### Written exercise
Copy the records below word for word, from the last line that contains "the crocodile, the" through the end of the records, including both ends.

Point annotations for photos
★ ★ ★

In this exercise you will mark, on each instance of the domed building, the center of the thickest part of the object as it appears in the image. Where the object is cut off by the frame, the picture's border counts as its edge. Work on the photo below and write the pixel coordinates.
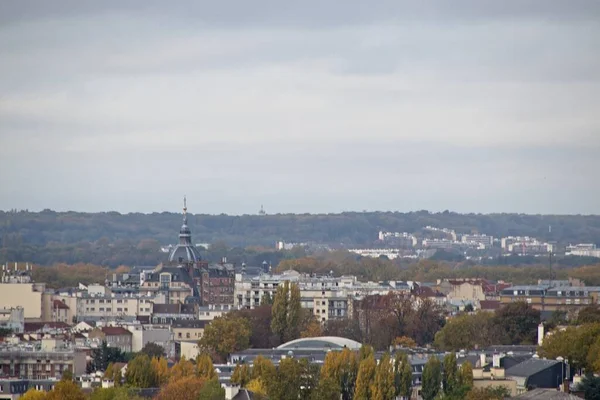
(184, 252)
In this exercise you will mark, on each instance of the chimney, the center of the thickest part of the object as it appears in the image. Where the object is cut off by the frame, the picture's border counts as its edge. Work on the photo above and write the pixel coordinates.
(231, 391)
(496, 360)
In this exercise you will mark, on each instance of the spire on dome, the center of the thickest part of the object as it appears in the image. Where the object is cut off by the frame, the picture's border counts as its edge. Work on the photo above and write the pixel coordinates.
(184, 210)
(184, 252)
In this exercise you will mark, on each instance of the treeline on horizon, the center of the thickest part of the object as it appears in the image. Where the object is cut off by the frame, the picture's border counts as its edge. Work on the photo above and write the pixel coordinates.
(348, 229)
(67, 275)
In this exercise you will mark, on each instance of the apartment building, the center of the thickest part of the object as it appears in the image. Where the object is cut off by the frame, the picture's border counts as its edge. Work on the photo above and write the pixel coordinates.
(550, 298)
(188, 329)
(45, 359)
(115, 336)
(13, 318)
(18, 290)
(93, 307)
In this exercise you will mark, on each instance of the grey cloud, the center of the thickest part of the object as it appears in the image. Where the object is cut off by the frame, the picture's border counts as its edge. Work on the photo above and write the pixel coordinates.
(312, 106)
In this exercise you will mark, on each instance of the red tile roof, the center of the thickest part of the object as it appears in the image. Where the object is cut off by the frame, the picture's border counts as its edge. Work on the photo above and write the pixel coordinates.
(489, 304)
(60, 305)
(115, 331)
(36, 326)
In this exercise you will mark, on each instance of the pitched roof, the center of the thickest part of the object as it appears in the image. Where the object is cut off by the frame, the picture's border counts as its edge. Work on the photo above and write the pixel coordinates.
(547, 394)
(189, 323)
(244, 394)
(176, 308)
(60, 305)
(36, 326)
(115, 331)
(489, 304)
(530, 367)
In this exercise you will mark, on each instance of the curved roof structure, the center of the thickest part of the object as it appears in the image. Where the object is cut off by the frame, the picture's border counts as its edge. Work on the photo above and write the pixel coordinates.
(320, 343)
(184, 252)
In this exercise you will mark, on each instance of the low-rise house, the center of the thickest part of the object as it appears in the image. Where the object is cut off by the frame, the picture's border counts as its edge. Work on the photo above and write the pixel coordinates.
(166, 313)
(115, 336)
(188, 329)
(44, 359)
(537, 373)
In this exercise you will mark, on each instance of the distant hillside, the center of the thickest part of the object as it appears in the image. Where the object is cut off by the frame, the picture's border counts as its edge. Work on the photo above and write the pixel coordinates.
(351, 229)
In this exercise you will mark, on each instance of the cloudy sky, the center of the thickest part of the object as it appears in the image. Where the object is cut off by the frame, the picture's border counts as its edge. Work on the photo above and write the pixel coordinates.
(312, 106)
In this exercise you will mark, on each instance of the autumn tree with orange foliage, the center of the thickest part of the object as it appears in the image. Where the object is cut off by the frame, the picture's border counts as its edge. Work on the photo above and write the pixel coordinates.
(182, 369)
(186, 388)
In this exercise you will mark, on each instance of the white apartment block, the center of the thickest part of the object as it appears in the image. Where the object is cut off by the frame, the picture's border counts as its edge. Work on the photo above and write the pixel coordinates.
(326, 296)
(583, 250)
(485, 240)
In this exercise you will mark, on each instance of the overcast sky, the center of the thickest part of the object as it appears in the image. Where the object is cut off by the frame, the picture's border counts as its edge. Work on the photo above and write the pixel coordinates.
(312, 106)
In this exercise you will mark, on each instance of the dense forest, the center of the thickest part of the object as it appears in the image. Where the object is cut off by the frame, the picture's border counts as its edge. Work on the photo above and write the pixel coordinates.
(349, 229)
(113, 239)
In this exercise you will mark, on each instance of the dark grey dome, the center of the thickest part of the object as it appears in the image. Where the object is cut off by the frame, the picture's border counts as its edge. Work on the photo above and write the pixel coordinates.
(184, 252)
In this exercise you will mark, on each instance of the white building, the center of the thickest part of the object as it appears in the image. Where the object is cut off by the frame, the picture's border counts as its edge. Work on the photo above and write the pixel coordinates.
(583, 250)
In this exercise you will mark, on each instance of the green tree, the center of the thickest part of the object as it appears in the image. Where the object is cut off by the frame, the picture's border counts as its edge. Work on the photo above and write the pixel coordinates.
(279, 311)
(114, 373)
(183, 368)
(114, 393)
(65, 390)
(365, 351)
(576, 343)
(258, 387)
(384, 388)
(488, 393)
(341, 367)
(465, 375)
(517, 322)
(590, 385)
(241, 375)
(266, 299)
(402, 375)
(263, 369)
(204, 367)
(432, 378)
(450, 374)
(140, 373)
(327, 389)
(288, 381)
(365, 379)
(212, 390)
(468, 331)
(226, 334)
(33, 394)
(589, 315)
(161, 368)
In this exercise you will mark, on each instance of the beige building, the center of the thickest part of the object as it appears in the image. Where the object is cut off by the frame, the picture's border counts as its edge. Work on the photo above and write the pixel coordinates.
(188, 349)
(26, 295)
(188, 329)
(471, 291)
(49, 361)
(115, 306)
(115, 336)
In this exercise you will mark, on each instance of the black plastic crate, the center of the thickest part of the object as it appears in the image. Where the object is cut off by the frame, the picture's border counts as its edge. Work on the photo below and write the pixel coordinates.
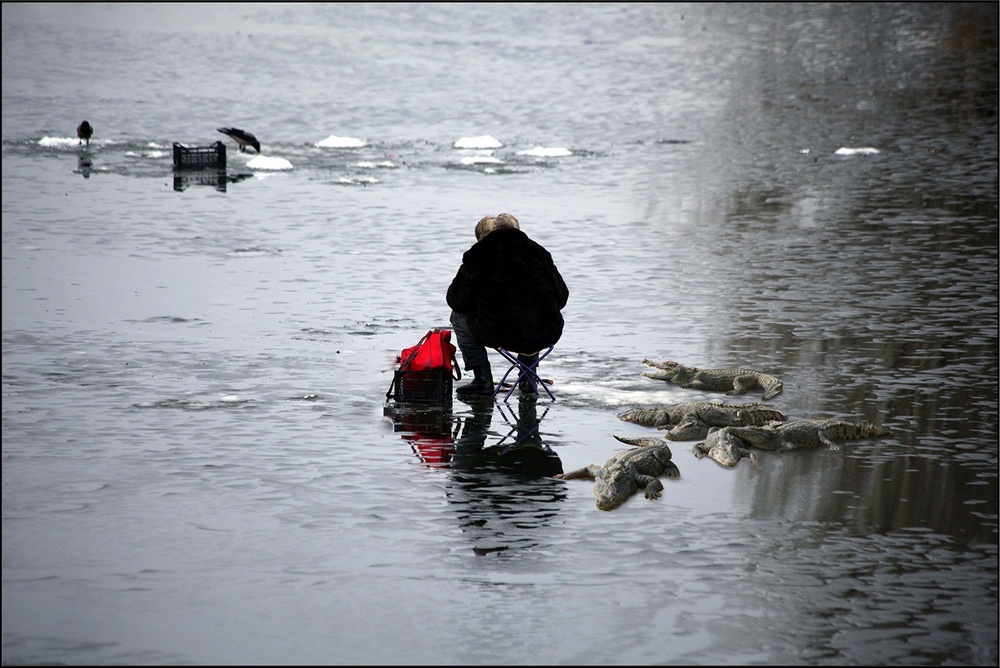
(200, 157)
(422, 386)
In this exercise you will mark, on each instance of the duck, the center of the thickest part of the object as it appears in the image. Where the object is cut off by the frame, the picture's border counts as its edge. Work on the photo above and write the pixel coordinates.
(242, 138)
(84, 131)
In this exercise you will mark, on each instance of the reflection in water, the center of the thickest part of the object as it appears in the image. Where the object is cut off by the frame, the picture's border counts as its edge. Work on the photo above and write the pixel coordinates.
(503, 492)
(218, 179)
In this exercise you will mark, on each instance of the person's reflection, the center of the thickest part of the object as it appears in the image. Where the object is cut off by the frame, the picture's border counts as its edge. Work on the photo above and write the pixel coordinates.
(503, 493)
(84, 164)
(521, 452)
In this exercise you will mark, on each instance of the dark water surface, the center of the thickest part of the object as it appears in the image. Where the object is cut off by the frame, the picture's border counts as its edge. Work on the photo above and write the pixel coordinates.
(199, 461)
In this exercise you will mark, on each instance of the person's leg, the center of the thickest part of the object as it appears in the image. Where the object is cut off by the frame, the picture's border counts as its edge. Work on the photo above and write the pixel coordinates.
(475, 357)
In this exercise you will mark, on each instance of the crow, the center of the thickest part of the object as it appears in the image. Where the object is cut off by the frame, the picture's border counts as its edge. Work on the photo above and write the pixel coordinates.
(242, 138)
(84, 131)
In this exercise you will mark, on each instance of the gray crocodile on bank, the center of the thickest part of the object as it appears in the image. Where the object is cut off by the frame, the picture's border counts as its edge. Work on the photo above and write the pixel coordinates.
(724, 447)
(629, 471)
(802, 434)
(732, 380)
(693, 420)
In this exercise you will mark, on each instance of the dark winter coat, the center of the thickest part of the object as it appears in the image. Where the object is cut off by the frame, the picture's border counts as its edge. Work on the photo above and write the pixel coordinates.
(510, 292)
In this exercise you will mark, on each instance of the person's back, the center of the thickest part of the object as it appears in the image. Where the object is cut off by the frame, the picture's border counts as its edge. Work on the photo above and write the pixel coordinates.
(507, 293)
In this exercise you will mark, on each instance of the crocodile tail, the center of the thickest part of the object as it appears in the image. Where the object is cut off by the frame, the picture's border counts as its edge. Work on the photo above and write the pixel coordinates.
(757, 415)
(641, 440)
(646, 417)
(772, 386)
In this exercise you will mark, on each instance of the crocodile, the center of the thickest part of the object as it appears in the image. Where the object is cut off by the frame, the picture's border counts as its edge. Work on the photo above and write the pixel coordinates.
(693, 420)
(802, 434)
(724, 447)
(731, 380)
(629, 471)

★ ★ ★

### The reply
In this exercise you will mark, on each instance of the crocodile, the center of the thickest part of the object as it appears in the image. Where the object is cut off by the frame, the picture's border counts as its edge. Work on the photo above and write the pixel coordinates.
(693, 420)
(802, 434)
(724, 447)
(731, 380)
(629, 471)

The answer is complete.